▶ [GIVEN EXERCISE] Write out every line of the entries below without changing anything.

▶ [Object location annotation data]
──────

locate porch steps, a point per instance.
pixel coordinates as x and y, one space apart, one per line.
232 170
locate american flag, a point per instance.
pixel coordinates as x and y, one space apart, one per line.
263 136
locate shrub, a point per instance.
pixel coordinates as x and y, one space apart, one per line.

──────

▶ [RESULT OF THE TASK]
locate porch steps, a point per instance.
pixel coordinates as x and y, one space apart, one per line.
232 170
locate american flag, a point per instance.
pixel coordinates as x and y, one space apart, one per line.
263 136
locate shrub, a point per instance.
pixel coordinates as x and y, one space apart, one per line.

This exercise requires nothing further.